*** Information ***

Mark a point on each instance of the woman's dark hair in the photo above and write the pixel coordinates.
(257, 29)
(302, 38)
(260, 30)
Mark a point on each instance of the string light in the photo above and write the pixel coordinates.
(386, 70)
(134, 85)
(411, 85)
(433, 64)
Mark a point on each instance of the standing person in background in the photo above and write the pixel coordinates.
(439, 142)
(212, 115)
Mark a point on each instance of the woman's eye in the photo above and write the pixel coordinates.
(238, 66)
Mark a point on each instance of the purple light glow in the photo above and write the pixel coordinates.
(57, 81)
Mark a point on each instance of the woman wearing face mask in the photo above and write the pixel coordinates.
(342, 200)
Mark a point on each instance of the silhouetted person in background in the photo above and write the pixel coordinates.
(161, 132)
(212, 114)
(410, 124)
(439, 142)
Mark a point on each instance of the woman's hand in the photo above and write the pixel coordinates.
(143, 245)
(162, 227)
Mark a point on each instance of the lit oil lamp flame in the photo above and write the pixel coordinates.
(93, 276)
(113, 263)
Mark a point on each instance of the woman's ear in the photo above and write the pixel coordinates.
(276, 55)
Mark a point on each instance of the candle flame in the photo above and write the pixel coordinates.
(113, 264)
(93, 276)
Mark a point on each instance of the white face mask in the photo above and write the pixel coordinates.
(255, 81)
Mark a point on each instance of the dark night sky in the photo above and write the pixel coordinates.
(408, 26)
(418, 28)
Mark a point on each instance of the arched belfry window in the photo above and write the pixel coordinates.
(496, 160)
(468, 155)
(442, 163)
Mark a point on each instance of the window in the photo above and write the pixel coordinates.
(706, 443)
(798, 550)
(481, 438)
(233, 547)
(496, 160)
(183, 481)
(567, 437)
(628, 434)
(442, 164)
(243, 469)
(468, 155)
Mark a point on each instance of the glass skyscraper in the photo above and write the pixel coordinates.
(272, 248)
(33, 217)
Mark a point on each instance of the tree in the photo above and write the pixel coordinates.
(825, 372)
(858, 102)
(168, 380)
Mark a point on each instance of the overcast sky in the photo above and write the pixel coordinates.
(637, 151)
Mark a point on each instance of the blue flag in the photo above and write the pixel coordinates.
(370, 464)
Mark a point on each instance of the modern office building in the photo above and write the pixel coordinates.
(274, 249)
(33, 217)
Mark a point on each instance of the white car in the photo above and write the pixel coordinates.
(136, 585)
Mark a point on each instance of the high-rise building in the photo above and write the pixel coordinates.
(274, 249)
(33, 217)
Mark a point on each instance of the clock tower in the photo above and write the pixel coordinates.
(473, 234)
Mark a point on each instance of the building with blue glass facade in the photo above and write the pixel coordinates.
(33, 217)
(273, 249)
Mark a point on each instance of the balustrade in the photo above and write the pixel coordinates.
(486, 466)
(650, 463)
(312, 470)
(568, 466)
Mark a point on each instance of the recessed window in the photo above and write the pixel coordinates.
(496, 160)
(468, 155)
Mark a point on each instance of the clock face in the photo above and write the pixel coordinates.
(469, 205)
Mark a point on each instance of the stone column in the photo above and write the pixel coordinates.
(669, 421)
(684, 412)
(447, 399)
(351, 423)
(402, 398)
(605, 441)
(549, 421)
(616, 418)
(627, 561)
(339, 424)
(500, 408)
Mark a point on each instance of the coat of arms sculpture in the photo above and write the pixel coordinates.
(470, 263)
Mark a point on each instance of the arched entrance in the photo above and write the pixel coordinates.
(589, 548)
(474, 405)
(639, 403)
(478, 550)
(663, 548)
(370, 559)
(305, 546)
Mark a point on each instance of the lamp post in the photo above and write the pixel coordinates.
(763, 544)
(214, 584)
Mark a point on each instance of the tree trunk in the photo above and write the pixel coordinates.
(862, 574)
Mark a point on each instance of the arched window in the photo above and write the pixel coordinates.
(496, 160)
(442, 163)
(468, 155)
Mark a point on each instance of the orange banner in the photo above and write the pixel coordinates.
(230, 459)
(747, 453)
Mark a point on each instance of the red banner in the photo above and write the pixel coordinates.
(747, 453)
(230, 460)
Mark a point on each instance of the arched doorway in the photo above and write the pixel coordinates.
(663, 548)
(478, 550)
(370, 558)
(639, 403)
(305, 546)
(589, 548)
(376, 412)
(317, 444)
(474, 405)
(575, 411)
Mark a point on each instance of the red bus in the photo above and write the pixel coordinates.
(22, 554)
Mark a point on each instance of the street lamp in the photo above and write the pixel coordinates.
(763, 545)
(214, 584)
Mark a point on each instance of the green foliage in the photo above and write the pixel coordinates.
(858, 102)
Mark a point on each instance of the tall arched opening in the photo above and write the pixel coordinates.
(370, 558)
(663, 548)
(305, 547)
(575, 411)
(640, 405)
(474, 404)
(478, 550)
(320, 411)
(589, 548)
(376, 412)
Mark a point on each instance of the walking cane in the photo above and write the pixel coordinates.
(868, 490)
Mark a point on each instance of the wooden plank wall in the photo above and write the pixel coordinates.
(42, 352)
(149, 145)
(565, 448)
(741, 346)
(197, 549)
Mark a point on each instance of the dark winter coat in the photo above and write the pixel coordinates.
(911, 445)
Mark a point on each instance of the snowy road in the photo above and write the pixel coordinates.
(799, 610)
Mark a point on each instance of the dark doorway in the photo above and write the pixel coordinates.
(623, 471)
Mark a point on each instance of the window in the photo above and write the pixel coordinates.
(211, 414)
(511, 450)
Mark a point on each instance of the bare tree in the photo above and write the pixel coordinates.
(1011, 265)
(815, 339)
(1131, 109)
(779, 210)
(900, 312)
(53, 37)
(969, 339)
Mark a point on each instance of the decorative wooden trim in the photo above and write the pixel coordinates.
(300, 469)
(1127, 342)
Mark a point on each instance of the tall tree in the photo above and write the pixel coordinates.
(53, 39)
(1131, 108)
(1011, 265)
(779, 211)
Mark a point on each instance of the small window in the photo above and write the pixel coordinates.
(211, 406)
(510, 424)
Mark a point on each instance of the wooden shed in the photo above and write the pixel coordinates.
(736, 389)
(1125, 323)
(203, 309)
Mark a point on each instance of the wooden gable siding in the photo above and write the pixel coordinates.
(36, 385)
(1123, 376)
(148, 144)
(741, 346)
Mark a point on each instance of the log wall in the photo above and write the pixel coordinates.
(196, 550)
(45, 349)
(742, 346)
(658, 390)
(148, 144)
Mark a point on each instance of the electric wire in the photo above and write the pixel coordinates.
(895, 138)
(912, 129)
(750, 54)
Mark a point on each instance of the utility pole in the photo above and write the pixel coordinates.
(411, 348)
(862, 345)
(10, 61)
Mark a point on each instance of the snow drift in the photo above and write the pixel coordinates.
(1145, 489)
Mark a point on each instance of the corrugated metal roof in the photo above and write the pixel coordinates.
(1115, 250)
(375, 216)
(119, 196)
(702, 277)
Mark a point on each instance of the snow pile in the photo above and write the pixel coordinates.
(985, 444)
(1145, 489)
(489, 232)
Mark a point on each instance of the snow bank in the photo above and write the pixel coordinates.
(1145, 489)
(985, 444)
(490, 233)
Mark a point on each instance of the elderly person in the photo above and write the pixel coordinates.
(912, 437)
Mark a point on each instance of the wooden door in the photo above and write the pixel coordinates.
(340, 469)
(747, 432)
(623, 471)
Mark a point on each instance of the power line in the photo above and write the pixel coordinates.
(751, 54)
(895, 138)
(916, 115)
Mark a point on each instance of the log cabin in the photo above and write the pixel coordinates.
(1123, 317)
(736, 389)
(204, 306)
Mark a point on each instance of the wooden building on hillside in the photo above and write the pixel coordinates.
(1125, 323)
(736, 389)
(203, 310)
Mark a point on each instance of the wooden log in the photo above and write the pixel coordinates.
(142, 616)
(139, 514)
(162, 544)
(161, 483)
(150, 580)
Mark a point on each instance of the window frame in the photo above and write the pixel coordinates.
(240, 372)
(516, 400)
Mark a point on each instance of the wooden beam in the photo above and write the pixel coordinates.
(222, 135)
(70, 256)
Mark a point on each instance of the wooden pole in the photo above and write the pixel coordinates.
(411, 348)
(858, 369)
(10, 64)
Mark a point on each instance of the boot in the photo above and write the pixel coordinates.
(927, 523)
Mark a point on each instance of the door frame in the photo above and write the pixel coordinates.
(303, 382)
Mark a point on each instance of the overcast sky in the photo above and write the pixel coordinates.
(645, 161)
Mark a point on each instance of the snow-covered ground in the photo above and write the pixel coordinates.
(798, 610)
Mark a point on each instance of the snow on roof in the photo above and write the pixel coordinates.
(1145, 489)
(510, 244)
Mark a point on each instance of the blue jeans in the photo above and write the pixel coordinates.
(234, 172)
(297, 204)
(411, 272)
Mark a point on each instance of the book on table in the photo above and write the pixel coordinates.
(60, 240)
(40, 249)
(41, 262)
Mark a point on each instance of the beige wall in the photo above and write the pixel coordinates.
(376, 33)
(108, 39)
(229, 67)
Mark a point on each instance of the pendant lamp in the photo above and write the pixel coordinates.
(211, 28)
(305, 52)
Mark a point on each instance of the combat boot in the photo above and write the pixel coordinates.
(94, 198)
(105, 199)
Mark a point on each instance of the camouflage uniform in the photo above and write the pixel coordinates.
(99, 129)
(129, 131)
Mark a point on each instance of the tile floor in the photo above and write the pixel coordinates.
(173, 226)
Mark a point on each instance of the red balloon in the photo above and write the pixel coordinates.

*** End of Information ***

Could you give again exactly the lines from the line containing "Mark a point on each instance of the door" through the final line of the data above, and no others?

Answer to this exercise:
Mark a point on each instance of the door frame in the photo above and write the pixel coordinates.
(303, 382)
Mark a point on each instance of the overcast sky in the photo above and write the pixel coordinates.
(645, 161)
Mark a point on each instance of the snow-covered ground in the photo above and write the pixel coordinates.
(798, 610)
Mark a point on each instance of the snow on roof in the photo above and write the pixel coordinates.
(1145, 489)
(510, 244)
Mark a point on each instance of the blue jeans in the photo above and write the pixel coordinates.
(234, 172)
(297, 204)
(411, 272)
Mark a point on each instance of the book on table in the photo above and write the pixel coordinates.
(60, 240)
(40, 249)
(41, 262)
Mark a point on each instance of the beige wall in the photo above and write the pixel coordinates.
(376, 33)
(108, 39)
(229, 67)
Mark a point on each instance of the pendant lamp in the photo above and write the pixel coordinates.
(211, 28)
(305, 52)
Mark a point on each instance of the combat boot in the photo above and write the pixel coordinates.
(94, 198)
(105, 199)
Mark a point on each instance of the camouflage uniform in the photo above and write the pixel coordinates.
(99, 129)
(129, 131)
Mark a point on each instance of the tile floor in the photo above and write the pixel coordinates.
(173, 226)
Mark a point on each instance of the red balloon in the photo above and write the pixel coordinates.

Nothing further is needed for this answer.